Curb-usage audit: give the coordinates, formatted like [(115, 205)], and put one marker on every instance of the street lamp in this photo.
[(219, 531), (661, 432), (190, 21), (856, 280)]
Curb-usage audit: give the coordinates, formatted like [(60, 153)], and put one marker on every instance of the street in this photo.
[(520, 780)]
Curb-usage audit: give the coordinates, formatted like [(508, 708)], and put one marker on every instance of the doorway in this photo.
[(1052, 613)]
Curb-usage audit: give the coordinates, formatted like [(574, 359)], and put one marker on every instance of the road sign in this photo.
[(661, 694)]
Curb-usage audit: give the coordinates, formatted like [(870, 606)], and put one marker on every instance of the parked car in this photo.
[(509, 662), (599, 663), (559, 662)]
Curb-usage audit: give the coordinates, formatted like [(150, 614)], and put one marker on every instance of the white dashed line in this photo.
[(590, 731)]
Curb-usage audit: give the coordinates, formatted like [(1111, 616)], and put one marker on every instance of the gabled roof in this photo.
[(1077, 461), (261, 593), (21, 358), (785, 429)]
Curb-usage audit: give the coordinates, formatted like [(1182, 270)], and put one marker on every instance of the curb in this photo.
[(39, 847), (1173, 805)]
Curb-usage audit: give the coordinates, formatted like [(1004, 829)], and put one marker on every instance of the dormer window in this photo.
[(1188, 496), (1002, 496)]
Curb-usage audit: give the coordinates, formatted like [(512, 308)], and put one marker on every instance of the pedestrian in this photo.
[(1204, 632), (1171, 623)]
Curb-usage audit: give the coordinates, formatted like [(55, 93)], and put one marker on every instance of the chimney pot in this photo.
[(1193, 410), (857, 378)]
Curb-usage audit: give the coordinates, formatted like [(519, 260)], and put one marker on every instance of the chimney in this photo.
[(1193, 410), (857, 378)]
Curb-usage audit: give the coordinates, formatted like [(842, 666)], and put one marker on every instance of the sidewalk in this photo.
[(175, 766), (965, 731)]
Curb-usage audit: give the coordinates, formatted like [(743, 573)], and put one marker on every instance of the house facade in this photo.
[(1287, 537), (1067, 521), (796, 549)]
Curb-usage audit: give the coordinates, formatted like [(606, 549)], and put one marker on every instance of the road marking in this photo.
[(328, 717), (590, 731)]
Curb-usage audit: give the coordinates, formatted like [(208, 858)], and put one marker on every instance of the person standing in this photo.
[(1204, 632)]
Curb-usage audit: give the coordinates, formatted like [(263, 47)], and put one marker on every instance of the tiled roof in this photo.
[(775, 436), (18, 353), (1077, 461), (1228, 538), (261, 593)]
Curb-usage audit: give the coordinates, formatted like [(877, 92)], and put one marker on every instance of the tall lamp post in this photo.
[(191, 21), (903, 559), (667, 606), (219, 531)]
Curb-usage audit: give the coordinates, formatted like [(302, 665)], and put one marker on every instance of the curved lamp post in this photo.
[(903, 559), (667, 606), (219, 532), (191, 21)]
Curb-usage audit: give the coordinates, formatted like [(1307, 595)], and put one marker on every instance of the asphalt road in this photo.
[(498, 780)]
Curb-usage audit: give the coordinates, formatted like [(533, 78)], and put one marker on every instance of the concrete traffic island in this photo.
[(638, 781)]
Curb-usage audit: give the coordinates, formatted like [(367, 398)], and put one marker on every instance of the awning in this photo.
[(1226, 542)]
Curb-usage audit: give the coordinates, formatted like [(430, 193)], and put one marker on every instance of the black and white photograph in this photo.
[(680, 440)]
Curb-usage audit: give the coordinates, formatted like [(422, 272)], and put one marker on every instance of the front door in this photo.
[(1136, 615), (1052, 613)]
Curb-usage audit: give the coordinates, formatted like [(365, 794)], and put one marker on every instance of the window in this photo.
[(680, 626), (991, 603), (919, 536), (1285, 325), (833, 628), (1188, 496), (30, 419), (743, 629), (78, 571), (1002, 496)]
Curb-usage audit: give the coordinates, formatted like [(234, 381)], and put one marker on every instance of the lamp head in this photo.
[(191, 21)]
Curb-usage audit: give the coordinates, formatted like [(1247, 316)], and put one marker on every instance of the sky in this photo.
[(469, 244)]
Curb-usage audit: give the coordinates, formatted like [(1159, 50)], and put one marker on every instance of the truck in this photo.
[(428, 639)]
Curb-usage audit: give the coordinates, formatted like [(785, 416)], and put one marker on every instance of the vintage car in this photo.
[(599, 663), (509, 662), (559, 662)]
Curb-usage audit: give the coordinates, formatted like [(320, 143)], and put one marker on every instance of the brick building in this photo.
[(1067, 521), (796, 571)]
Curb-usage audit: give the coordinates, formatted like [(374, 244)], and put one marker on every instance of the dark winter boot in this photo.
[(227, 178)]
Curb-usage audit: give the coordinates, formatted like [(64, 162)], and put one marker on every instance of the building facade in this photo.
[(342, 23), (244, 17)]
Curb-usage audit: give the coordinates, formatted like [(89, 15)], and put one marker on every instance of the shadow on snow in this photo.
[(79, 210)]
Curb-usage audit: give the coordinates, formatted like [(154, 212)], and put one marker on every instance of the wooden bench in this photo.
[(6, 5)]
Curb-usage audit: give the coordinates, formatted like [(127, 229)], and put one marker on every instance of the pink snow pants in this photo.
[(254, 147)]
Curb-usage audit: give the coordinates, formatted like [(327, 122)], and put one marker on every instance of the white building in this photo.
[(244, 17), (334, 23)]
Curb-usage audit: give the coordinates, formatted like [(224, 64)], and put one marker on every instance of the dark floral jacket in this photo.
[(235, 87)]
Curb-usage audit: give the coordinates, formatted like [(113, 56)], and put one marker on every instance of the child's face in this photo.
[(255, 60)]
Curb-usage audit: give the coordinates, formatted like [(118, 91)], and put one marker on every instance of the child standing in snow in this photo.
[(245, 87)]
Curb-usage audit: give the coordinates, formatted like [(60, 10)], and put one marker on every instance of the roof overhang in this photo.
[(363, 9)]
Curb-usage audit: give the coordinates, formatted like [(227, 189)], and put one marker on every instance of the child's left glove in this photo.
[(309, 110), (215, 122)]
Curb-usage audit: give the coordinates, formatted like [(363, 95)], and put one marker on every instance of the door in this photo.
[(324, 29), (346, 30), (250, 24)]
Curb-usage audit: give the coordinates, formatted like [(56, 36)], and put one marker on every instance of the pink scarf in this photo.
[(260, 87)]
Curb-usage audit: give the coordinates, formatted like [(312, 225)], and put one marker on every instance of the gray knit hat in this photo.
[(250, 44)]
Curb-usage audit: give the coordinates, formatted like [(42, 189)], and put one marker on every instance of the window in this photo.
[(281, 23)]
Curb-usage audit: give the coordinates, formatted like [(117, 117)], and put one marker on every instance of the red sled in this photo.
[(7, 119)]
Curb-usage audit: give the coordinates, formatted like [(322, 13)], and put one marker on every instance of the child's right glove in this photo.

The exercise
Return each of the records above word for word, from the first to the last, with nothing added, dropped, or changed.

Reply to the task
Curb-usage audit: give the coordinates, formatted like [(115, 205)], and put one marker on every instance of the street lamp in this photo.
[(219, 531), (661, 432), (190, 21), (856, 280)]
Curb-usage audit: give the coordinates, formatted like [(60, 153)], and put one marker on every instance of the street in this photo.
[(520, 780)]
Curb-usage audit: give the coordinates, formatted like [(508, 708)], and put one marker on every instance of the doorway in this photo.
[(1052, 613)]
Curb-usage audit: give the coordinates, formatted like [(574, 359)], and put one marker on every instance of the road sign in this photo.
[(661, 694)]
Curb-usage audit: give the coordinates, formatted like [(870, 606)], and put one marker on every instance of the parked car in this photo.
[(509, 662), (599, 663), (559, 662)]
Curb-usage audit: give the coordinates, formatted like [(150, 614)], and put one marker on every instance of the white dashed line in this photo.
[(590, 731)]
Curb-usage audit: give the coordinates, formatted like [(1111, 616)], and put one marker on every instance of the gabled roof in this photo.
[(1077, 461), (261, 593), (21, 358), (785, 429)]
Curb-usage audit: give the coordinates, formatted like [(1182, 270)], and put one marker on every instance of the curb in this photo.
[(39, 847), (1173, 805)]
Curb-usage audit: give the coordinates, formatted like [(1004, 829)], and put one marker on every instance of the dormer window in this photo.
[(1188, 496), (1002, 496)]
Curb-usage audit: give the coordinates, formatted like [(512, 308)], and put one marker on every instance of the pedestrian in this photo.
[(1204, 632), (1171, 623)]
Curb-usage audit: give the coordinates, formatted like [(55, 93)], and put one marker on every instance of the chimney pot in this photo.
[(1193, 410), (857, 378)]
Curb-usage audit: give the coordinates, formatted like [(519, 260)], and put one marker on every instance of the chimney in this photo.
[(1193, 410), (857, 378)]
Curb-usage audit: give the coordinates, formatted like [(842, 666)], and put one marker on every instance of the sidewalk in this photo.
[(175, 766), (965, 731)]
Curb-usage audit: give the coordinates, formatted like [(743, 573)], and put one marker on every instance of the house facade in this photo.
[(1287, 537), (1067, 521), (796, 549)]
Curb-usage audit: give the coordinates, formatted like [(606, 549)], and put one marker on every instance of the road marking in this photo.
[(328, 717), (590, 731)]
Curb-usage audit: give the coordinates, formatted like [(208, 858)], and put one marker on every instance of the person standing in this photo.
[(1204, 632)]
Curb-usage audit: give the coordinates, formatted like [(263, 47)], and put one marker on every instance of the tiled roof in this photo.
[(775, 436), (18, 353), (1077, 461), (1228, 538), (261, 593)]
Curb-usage audit: give the coordinates, formatted like [(877, 92)], and put one marker on every instance of the tall lamp post in this photo.
[(191, 21), (903, 559), (667, 606), (219, 531)]
Curb-usage audit: give the coordinates, formatted like [(302, 665)], and put one marker on every instance of the curved lamp post in this photo.
[(903, 559), (667, 606), (219, 532), (191, 21)]
Curb-usage audit: give the coordinates, formatted like [(1307, 595)], and put one marker on every instance of the asphalt road in this photo.
[(498, 780)]
Curb-usage audit: give the coordinates, formatted like [(533, 78)], and put one marker on every instance of the concrete traffic island in this photo.
[(638, 781)]
Curb-usage audit: give the coordinates, formatted like [(367, 398)], and put one marker on every instance of the awning in this photo.
[(1226, 542)]
Curb-usage audit: give the coordinates, formatted like [(430, 193)], and put one marker on every instance of the black and white photograph in this photo.
[(680, 440)]
Curb-usage audit: give the coordinates, formatted like [(422, 272)], and put one marker on every instance of the front door in this photo.
[(1136, 615), (1052, 613)]
Curb-usage audit: give the coordinates, formatted like [(365, 794)], and put one marker on every instance of the window in this photo.
[(680, 626), (991, 603), (919, 536), (1285, 325), (833, 628), (1188, 496), (30, 419), (743, 629), (78, 571), (1002, 496)]
Curb-usage audit: give the coordinates, formatted like [(234, 381)], and put one marker on every instance of the lamp head in this photo.
[(191, 21)]
Curb-usage audit: give the coordinates, formatted like [(1247, 316)], and put one marker on every instance of the sky in this photo.
[(469, 244)]
Curb-usage audit: give the coordinates, formatted like [(1159, 50)], and put one marker on every instance of the truck in this photo.
[(428, 639)]
Curb-usage audit: give the coordinates, formatted like [(785, 416)], and put one marker on every instance of the vintage car in this photo.
[(599, 663), (509, 662), (559, 662)]
Curb-usage audit: give the coordinates, formatted like [(320, 143)], and put one marker on every instance of the brick building in this photo.
[(1067, 521), (796, 571)]
Curb-usage audit: give the coordinates, formatted like [(374, 244)], and put one marker on every instance of the dark winter boot in this photo.
[(227, 178)]
Curb-usage audit: give the coordinates, formatted like [(64, 162)], and put one marker on every instance of the building facade in this photo.
[(342, 23), (244, 17)]
Curb-usage audit: give the coordinates, formatted like [(89, 15)], and put one marker on every instance of the shadow on snow in this photo.
[(79, 210)]
Curb-usage audit: give the coordinates, formatted like [(154, 212)], and put one marker on every instance of the wooden bench in this photo.
[(6, 5)]
Curb-usage audit: give the coordinates, formatted like [(127, 229)], and put one marker on every instance of the pink snow pants in this photo.
[(254, 147)]
Curb-usage audit: give the coordinates, formatted like [(327, 122)], and put one marker on every instance of the white building in this photo.
[(244, 17), (334, 23)]
Curb-usage audit: give the coordinates, formatted like [(224, 64)], and put one marker on every instance of the dark floral jacket in this photo.
[(235, 87)]
Curb-usage audit: give the coordinates, formatted like [(113, 56)], and put one marker on every instance of the child's face in this photo.
[(255, 60)]
Curb-usage audit: give the coordinates, formatted like [(118, 91)], and put one marker on every instance of the child standing in snow in this photo.
[(245, 87)]
Curb-usage audit: give the coordinates, formatted like [(60, 10)], and put one marker on every instance of the roof overhang in this photo.
[(363, 9)]
Curb-usage audit: give the coordinates, formatted like [(227, 189)], and put one marker on every instance of the child's left glove in this photo.
[(309, 110), (215, 122)]
Curb-usage audit: give the coordinates, formatted like [(363, 95)], and put one marker on every instance of the door in this photo.
[(324, 29), (346, 30), (250, 24)]
Curb-usage audit: give the coordinates, formatted like [(56, 36)], and put one marker on every instance of the pink scarf in this photo.
[(260, 87)]
Curb-usage audit: give the coordinates, formatted like [(312, 225)], and put one marker on every instance of the gray knit hat in this photo.
[(250, 44)]
Curb-usage audit: give the coordinates, formatted like [(42, 189)], and put one marker on every instance of the window in this photo.
[(281, 23)]
Curb-usage audit: give the coordinates, formatted like [(117, 117)], and put one marker on every instance of the red sled in this photo.
[(7, 119)]
Curb-usage audit: give the coordinates, formatted like [(322, 13)], and put one marker on every instance of the child's right glove in this photo.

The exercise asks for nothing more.